- Written request:
Could you write out all of these lines again, swapping "pin" for "mark" everywhere and leaving everything else the same?

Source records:
^^^^^^^^

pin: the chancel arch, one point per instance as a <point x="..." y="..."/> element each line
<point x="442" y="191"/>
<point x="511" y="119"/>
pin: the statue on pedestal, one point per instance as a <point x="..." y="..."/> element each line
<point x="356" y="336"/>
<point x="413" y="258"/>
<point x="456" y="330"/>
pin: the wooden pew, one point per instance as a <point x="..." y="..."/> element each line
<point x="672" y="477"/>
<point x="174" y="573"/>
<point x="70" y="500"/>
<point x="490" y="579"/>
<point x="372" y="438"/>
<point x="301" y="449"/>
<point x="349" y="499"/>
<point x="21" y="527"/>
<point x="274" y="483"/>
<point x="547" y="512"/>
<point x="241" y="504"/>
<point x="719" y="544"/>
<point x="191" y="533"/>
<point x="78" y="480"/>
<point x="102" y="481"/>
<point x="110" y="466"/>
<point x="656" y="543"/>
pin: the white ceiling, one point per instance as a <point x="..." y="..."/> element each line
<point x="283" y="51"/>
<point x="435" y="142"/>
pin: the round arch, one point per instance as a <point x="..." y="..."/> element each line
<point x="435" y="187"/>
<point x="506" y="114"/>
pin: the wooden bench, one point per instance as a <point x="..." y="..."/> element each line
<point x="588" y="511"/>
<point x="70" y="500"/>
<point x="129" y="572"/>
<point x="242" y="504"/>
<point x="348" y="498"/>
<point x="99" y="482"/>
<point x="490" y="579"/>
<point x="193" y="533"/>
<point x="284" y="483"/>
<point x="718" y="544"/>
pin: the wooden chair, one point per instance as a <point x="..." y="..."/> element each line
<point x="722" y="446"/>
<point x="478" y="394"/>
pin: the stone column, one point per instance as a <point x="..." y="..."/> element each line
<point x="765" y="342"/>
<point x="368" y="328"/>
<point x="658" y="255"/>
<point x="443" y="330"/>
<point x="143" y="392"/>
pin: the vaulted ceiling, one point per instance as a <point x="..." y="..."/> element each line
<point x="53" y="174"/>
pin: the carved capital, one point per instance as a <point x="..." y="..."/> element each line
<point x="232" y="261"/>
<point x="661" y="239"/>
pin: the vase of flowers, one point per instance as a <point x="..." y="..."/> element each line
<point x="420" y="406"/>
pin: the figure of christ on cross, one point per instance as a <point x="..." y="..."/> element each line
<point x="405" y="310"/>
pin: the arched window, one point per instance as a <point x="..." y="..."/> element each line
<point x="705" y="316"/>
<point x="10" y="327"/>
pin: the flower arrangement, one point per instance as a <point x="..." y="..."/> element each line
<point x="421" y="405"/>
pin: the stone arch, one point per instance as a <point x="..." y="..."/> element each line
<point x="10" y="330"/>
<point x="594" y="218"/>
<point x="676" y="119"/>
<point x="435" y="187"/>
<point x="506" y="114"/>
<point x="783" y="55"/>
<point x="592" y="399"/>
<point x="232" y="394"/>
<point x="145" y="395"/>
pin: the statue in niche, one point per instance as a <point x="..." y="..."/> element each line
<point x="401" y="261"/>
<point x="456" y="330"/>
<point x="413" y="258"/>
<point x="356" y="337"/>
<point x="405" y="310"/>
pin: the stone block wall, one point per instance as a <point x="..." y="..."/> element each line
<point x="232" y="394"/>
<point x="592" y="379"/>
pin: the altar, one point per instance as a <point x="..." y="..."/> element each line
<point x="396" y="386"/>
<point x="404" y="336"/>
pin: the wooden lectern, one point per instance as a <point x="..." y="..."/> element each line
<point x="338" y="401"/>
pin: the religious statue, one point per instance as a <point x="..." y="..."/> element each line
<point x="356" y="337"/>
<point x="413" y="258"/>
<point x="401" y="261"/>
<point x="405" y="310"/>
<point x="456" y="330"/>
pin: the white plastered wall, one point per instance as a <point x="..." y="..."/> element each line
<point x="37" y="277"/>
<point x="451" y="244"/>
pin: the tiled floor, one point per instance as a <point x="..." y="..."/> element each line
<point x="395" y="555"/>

^^^^^^^^

- Result of the exercise:
mark: the chancel arch, one point per instance as a <point x="..." y="..."/> element each line
<point x="442" y="191"/>
<point x="511" y="119"/>
mark: the statue on pedestal, one point per instance as a <point x="..." y="..."/> element each line
<point x="356" y="336"/>
<point x="413" y="258"/>
<point x="456" y="330"/>
mark: the wooden pew, one point per instance as a <point x="..." y="..."/> element each line
<point x="672" y="477"/>
<point x="174" y="573"/>
<point x="70" y="500"/>
<point x="490" y="579"/>
<point x="372" y="438"/>
<point x="301" y="449"/>
<point x="349" y="499"/>
<point x="21" y="527"/>
<point x="274" y="483"/>
<point x="547" y="512"/>
<point x="241" y="504"/>
<point x="719" y="544"/>
<point x="191" y="533"/>
<point x="78" y="480"/>
<point x="102" y="481"/>
<point x="110" y="466"/>
<point x="656" y="543"/>
mark: the white ceiling, one point per instance as a <point x="..." y="..."/> element each line
<point x="283" y="51"/>
<point x="435" y="142"/>
mark: the round arch, one point per instance as a <point x="..." y="..."/> element each line
<point x="435" y="187"/>
<point x="506" y="114"/>
mark: the wooden bench, one point per instance as a <point x="..." y="..."/> element each line
<point x="588" y="511"/>
<point x="70" y="500"/>
<point x="129" y="572"/>
<point x="242" y="504"/>
<point x="348" y="498"/>
<point x="99" y="482"/>
<point x="490" y="579"/>
<point x="193" y="533"/>
<point x="284" y="483"/>
<point x="718" y="544"/>
mark: the wooden chair, one point per instance as a <point x="..." y="..."/> element each line
<point x="722" y="446"/>
<point x="478" y="394"/>
mark: the stone column, one point per instance as a <point x="..." y="..."/> element each line
<point x="765" y="342"/>
<point x="368" y="328"/>
<point x="658" y="255"/>
<point x="443" y="330"/>
<point x="143" y="392"/>
mark: the vaulted ceiling, one point per instance as a <point x="..." y="..."/> element each line
<point x="53" y="174"/>
mark: the carved capital, one point per instance as a <point x="..." y="..."/> element each line
<point x="232" y="261"/>
<point x="661" y="239"/>
mark: the vase of flowers, one point per instance as a <point x="..." y="..."/> element each line
<point x="420" y="406"/>
mark: the figure of christ on cross, one point per instance as a <point x="..." y="..."/> element each line
<point x="405" y="310"/>
mark: the arched window, one point per instance as a <point x="..." y="..."/> element each line
<point x="705" y="316"/>
<point x="10" y="327"/>
mark: the flower arrangement, one point per instance as a <point x="..." y="..."/> element each line
<point x="421" y="405"/>
mark: the stone arch, one point per instance as a <point x="..." y="..."/> element each line
<point x="10" y="330"/>
<point x="594" y="218"/>
<point x="676" y="119"/>
<point x="435" y="187"/>
<point x="506" y="114"/>
<point x="783" y="55"/>
<point x="592" y="399"/>
<point x="232" y="394"/>
<point x="145" y="395"/>
mark: the statue in niche, one point per instance as a <point x="..." y="..."/> element each line
<point x="401" y="261"/>
<point x="456" y="330"/>
<point x="413" y="258"/>
<point x="356" y="337"/>
<point x="405" y="310"/>
mark: the stone block wall, one point per instance as a <point x="..." y="..."/> element each line
<point x="232" y="394"/>
<point x="592" y="379"/>
mark: the altar, one point per instance as a <point x="..." y="..."/> element each line
<point x="396" y="386"/>
<point x="404" y="336"/>
mark: the wooden lectern, one point per instance as a <point x="..." y="..."/> element each line
<point x="338" y="401"/>
mark: the religious statue, one point per instance as a <point x="..." y="..."/> element each line
<point x="356" y="337"/>
<point x="413" y="258"/>
<point x="401" y="261"/>
<point x="405" y="310"/>
<point x="456" y="330"/>
mark: the white plastered wall, one point per instance as a <point x="..." y="..."/> element each line
<point x="37" y="277"/>
<point x="451" y="244"/>
mark: the tiled floor, one point per instance as a <point x="..." y="..."/> element each line
<point x="395" y="555"/>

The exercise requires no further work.